指示と条件: 以下に示すエメラルドについての文章を、最後の文の後から書き継いでください。

文章の一部:
--
ツルタです!今回は名だたる宝石の中でも特に高額が付くことも多いエメラルドについてお話します。深い緑に吸い込まれてしまいそうな、とても美しい宝石ですが採掘には大変な苦労が伴うんです。
エメラルドの性質
エメラルドは、Be3Al2Si6O18と表記されるベリルという鉱物の一種です。
エメラルドは通常、微量のクロムで着色されているのですが、バナジウムで着色されることもあります。
特徴的な深く輝くグリーンは、古代よりあらゆる文化圏で歴史的に尊ばれてきました。
有名なところでは、エメラルドの目を持つインカ帝国の金製の葬祭用マスクなど。
エメラルドはクレオパトラが愛した宝石で、美しいだけでなく、永遠の命を象徴しているといいます。
アステカ文明やインカ文明では、エメラルドは神聖なものだと信じられていました。
エメラルドへの一種の「崇拝」は今日も続いており、国王、教皇、企業家、ハリウッド・セレブまでこぞって入手しようとしています。
ベリルの変種と混同
エメラルドが注目され、高値で取引されているにもかかわらず、ベリルの他の品種は比較的知られていません。
赤、ピンク、水色、紺、黄色、無色、そして別の宝石色として認められている薄い緑色などもあります。
今では信じられないことですが、歴史的に見るとほとんどの人は宝石の色を区別していなかったのです。
赤色の透明な石はすべてルビー、青色の透明な石はサファイア、緑色の石はエメラルドなど。
その結果、1つの名前で呼ばれる多くの宝石は、別の宝石である可能性があります。
有名な例としては、イギリスの帝冠にセットされた「ブラックプリンス・ルビー」があります。
--
保存データ:
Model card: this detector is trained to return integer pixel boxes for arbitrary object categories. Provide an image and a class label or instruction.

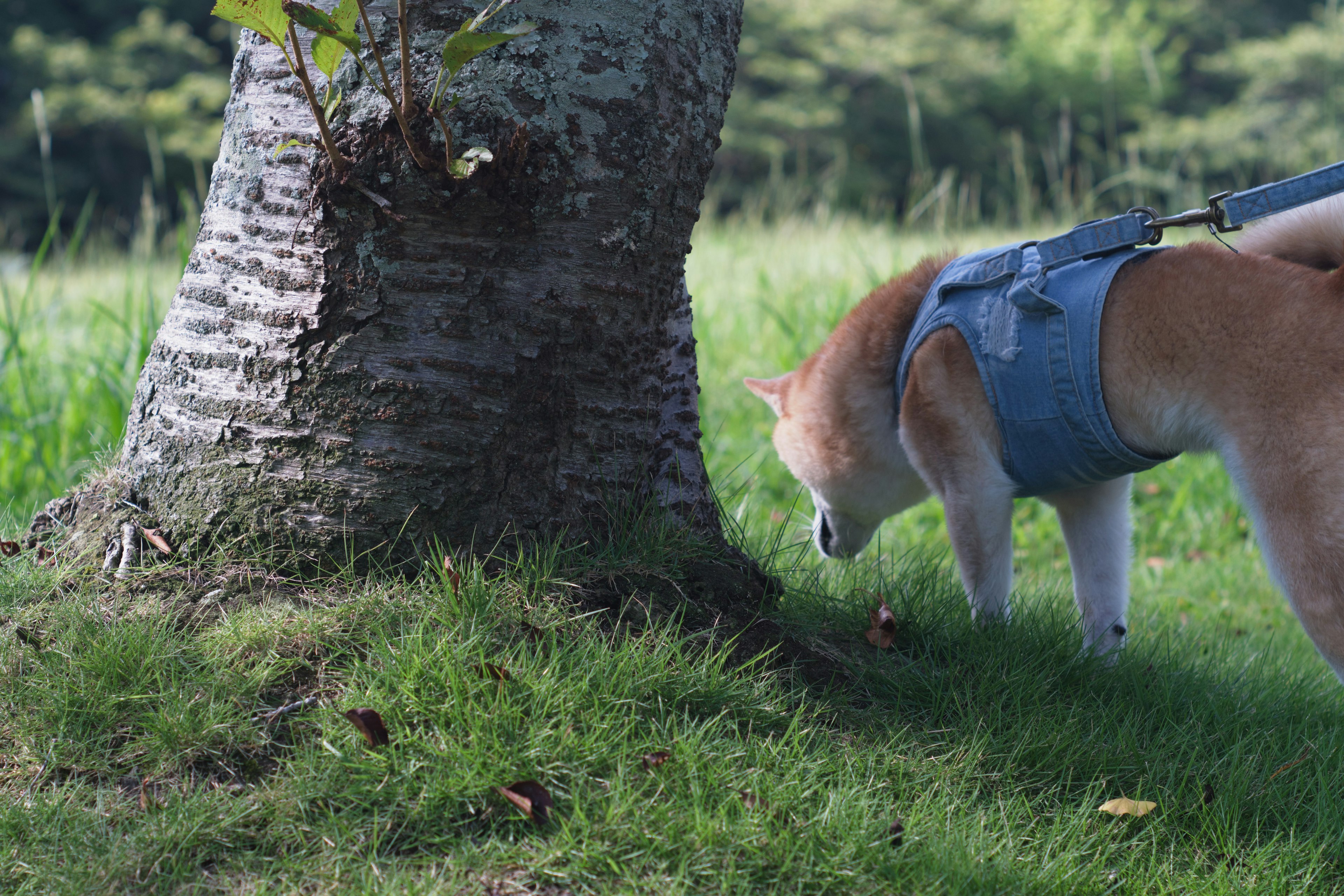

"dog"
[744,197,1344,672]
--
課題への回答:
ルビーという名がついているのですが、実はレッドスピネルなんですよね。
ルビーがこのようにきれいな両錐形に育つことはないので、宝石に詳しい人なら誰でもわかるのです。現代であれば、ですが。
18世紀末、エメラルドの化学分析を初めて発表したのはニコラ・ヴォケランです。
エメラルドの耐久性
エメラルドは、内包物によって他の宝石に比べてもろいという欠点がありますが、それでもモース硬度7.5~8と高い硬度を有しています。
また、様々な環境下でもその色を保つことができます。
エメラルドは日常的な着用に耐えられるほど丈夫ですが、ジュエリーを身につけたまま漂白剤で洗浄するようなことはしないでください。
超希少!トラピッチェ・エメラルド
エメラルドは、ルビーやサファイアによく見られるスターと混同されますが、まれにトラピッチェ型(6本の黒いすじが入る模様)になることがあります。
トラピッチェの外観は物理的な結晶の形成に由来していますが、スターは現象であり、ルビーやサファイアから反射される光の特殊効果です。
ただし、キャッツアイ現象はエメラルドにも稀に見られます。
厳しい環境にあるエメラルド鉱山
鉱山労働者の賃金は高くありませんが、月に一度だけ、見つけたエメラルドをポケットに入れることが許される「ピカンド」と呼ばれる習慣があるため、多くの労働者が仕事を続けています。
違法な採掘や宝石強盗もはびこり、かなり厳しい雰囲気がキャンプに漂っているのです。
ライフルで武装した警備員が周囲をパトロールしているほどです。
コロンビアの鉱山には密輸業者や武装ゲリラが多く、鉱山への移動はヘリコプターで行われています。
最近、コロンビア政府は鉱区に関心を持つようになり、露天掘りの一種であるストリップマイニングから地下採掘に移行する取り組みが行われています。
しかし、残念ながら、鉱業権の期間が短いため、賃借人は環境をよりよく保全するための採掘技術を開発することができませんのです。
美しいエメラルドですが、採掘現場には問題も山積しています。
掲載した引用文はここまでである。